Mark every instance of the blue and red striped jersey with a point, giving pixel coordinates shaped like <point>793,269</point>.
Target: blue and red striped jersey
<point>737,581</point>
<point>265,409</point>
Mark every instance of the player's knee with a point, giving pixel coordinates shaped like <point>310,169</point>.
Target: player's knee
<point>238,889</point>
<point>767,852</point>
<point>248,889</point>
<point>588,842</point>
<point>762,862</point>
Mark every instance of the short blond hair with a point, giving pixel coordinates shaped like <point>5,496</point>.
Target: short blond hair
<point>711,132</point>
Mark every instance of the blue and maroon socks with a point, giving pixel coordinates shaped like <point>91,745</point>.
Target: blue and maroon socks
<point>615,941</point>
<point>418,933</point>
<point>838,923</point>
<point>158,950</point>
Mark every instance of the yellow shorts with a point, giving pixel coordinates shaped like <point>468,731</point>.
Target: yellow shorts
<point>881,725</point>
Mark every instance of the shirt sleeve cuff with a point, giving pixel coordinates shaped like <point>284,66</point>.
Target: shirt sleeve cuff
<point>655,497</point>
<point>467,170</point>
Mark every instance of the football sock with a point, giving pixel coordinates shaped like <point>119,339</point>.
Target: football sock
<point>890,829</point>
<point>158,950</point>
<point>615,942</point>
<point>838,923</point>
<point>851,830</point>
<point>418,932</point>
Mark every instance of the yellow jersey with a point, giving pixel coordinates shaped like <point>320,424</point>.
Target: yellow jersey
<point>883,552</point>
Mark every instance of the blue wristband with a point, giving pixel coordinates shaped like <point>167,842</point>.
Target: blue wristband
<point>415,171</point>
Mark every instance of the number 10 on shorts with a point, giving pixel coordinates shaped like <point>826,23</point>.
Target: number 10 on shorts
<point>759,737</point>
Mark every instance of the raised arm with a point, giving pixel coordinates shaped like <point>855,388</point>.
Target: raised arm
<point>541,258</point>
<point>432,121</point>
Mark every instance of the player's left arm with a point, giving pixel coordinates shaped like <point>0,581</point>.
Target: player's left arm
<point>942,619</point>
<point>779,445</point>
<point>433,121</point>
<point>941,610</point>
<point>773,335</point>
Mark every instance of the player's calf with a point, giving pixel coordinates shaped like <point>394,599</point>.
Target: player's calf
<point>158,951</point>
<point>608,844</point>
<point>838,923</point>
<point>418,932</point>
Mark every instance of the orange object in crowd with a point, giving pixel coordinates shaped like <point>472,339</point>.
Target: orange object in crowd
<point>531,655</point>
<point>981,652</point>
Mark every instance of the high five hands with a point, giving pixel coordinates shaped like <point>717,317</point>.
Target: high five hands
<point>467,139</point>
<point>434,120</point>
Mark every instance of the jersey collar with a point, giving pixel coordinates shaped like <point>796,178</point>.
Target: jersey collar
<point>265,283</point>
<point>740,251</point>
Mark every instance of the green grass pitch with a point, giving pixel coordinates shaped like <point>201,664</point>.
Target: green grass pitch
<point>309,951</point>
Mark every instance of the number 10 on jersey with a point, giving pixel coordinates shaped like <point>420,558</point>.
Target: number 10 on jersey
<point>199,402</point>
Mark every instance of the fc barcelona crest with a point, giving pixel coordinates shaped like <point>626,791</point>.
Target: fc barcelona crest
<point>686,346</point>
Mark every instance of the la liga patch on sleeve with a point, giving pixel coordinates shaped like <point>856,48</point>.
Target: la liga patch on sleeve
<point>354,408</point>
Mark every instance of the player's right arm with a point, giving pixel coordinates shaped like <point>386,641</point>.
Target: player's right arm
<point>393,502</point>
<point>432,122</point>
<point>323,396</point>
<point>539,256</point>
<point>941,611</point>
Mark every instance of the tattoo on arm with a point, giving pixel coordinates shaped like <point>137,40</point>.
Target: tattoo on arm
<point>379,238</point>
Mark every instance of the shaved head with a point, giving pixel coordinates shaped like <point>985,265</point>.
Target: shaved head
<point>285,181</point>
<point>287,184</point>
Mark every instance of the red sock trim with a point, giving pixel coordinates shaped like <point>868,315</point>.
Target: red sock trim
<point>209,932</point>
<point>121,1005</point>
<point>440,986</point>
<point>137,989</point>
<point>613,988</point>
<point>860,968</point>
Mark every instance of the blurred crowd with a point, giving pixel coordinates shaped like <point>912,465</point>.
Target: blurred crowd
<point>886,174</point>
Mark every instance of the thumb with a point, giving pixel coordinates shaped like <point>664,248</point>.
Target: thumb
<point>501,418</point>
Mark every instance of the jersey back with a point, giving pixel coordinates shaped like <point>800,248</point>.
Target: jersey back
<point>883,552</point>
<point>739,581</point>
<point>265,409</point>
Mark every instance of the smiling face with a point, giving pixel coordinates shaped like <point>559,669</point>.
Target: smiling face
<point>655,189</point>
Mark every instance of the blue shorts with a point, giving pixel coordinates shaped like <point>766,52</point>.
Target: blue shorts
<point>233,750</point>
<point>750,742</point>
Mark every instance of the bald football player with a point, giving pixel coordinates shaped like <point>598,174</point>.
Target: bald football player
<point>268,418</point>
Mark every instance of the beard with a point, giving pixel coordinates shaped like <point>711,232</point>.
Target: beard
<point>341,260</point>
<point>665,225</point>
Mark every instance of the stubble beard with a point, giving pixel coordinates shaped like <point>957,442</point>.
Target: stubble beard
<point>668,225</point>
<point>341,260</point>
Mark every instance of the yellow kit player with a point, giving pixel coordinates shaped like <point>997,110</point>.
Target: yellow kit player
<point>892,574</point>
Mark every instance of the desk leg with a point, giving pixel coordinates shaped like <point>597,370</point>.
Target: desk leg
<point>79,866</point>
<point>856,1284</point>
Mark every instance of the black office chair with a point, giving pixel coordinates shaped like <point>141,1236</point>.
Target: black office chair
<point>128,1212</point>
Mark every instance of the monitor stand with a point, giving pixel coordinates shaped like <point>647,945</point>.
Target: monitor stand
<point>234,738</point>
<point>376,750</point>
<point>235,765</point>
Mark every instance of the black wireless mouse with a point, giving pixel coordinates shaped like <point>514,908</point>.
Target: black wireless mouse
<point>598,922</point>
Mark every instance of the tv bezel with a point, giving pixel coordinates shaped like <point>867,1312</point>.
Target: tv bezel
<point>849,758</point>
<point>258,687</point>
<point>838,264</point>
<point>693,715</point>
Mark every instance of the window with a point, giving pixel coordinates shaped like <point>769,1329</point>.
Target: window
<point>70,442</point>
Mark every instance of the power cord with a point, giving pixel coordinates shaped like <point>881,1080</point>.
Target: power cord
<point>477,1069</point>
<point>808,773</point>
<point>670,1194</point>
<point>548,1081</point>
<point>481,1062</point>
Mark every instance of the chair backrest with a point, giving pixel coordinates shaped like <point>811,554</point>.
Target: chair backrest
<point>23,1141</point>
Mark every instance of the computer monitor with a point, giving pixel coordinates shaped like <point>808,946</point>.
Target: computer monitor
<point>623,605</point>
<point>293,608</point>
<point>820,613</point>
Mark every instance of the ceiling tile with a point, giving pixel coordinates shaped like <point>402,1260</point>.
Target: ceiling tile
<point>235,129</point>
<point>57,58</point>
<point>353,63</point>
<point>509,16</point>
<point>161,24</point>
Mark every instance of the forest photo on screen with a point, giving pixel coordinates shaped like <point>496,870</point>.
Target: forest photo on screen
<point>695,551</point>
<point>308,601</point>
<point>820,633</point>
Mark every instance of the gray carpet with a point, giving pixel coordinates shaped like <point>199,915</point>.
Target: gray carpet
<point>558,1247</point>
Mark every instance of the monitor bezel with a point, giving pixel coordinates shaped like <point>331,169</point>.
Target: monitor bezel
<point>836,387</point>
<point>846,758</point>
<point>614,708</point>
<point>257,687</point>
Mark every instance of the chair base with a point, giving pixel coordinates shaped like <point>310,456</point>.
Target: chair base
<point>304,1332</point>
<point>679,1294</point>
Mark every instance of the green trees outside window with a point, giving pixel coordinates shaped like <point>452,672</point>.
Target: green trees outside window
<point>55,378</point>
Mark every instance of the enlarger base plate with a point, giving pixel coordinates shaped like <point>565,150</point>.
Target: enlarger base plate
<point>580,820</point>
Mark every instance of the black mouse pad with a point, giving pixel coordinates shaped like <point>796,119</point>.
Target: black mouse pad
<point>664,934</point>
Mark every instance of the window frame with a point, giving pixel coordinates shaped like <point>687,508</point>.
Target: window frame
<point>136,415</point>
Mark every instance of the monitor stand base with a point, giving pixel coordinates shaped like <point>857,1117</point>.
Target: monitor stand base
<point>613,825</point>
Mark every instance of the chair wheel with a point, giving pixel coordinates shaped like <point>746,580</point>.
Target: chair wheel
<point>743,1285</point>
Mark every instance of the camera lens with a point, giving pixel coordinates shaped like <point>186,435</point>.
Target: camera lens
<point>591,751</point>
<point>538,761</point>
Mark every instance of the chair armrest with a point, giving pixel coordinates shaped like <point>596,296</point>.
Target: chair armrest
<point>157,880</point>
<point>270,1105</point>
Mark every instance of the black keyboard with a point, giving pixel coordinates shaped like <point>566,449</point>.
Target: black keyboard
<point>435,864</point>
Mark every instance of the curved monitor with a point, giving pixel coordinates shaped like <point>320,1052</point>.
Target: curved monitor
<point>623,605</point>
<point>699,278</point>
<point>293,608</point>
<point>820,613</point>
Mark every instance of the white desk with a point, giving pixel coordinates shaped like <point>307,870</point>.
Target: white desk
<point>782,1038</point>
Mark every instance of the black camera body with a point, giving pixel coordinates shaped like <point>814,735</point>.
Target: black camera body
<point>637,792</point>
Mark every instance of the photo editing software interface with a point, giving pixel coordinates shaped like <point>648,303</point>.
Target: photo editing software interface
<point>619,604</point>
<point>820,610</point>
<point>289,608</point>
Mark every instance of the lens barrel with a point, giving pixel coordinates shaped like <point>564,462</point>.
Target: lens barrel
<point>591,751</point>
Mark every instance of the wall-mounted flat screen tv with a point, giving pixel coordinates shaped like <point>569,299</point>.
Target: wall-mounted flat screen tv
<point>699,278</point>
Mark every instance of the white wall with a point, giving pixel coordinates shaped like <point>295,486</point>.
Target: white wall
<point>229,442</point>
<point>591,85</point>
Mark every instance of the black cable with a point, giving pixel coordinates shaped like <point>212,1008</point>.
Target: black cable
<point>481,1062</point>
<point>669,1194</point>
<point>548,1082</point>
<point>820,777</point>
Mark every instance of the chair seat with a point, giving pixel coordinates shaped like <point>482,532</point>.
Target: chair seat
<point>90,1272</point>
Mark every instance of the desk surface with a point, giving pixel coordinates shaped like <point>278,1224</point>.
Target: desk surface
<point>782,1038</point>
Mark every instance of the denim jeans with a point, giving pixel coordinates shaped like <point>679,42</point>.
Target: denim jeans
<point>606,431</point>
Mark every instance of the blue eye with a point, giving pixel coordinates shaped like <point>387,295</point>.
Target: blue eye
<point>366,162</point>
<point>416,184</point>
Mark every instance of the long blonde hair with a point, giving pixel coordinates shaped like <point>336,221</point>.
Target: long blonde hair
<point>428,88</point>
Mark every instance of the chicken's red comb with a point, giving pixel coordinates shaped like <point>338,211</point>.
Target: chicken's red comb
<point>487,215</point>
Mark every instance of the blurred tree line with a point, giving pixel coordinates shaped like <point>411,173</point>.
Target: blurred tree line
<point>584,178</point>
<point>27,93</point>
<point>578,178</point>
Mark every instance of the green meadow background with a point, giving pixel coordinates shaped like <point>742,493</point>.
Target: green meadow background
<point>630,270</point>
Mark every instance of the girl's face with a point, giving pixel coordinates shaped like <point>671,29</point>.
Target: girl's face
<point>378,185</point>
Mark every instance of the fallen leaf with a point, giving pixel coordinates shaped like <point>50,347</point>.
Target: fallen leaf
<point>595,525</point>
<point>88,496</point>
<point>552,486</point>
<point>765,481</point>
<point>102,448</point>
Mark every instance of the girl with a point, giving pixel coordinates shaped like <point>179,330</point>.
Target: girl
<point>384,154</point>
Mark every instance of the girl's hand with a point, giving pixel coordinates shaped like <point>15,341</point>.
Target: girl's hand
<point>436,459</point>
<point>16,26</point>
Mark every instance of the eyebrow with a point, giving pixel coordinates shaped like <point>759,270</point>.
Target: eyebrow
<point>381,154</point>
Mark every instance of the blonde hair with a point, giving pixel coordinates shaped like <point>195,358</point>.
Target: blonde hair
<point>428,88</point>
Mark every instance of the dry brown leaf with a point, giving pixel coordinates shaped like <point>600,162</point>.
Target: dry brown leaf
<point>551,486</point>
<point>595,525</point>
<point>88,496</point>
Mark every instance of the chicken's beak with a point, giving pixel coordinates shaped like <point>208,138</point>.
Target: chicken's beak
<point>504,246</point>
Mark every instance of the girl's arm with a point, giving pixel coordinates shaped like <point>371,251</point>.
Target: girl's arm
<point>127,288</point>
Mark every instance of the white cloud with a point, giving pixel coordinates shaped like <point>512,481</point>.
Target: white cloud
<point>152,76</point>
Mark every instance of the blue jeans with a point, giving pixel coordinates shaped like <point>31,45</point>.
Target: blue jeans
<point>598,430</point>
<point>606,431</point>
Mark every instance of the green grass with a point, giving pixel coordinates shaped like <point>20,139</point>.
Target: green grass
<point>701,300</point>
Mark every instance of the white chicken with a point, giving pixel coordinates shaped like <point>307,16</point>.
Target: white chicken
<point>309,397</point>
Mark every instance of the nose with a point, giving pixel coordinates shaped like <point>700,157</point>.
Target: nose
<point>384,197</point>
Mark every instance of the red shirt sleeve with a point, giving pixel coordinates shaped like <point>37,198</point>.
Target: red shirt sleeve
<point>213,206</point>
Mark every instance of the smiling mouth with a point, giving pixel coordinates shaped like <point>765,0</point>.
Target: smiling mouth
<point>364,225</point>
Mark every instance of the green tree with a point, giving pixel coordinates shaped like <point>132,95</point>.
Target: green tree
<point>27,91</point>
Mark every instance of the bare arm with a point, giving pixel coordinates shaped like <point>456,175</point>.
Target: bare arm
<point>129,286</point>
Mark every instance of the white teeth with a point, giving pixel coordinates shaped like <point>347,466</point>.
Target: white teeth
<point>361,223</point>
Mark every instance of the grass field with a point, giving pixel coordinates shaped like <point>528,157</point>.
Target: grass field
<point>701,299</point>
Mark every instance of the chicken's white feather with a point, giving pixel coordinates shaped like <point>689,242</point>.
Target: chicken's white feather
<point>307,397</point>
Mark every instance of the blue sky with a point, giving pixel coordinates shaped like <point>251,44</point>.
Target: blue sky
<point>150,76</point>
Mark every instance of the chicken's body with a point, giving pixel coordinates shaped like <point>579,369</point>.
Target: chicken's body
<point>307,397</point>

::::::::

Stated goal =>
Copy the rows above word for word, starting at the line that contains "Mark every instance of the denim" and ending after the line that contains "<point>378,185</point>".

Finished exercise =>
Mark every instance of the denim jeans with a point, giving pixel coordinates shaped like <point>679,42</point>.
Target: denim jeans
<point>606,431</point>
Mark every instance of the blue eye with a point, giving pixel coordinates shaped like <point>387,295</point>.
Target: blue eye
<point>366,162</point>
<point>416,184</point>
Mark every instance of the long blonde hair with a point, giving pixel coordinates shaped like <point>336,221</point>.
Target: long blonde hair
<point>428,88</point>
Mark every instance of the chicken's red comb with a point, giving pixel coordinates shaped like <point>338,211</point>.
Target: chicken's red comb
<point>487,215</point>
Mark every instance of the blurred tree line with a point, giving pixel coordinates shaped like <point>411,173</point>.
Target: blurred tree line
<point>584,178</point>
<point>27,93</point>
<point>578,178</point>
Mark every instance of the green meadow background with a point, giving pixel coordinates shaped like <point>742,493</point>.
Target: green meadow background
<point>630,270</point>
Mark every instance of the girl's face with a point, giving pixel coordinates shaped like <point>671,29</point>.
Target: girl's face
<point>378,185</point>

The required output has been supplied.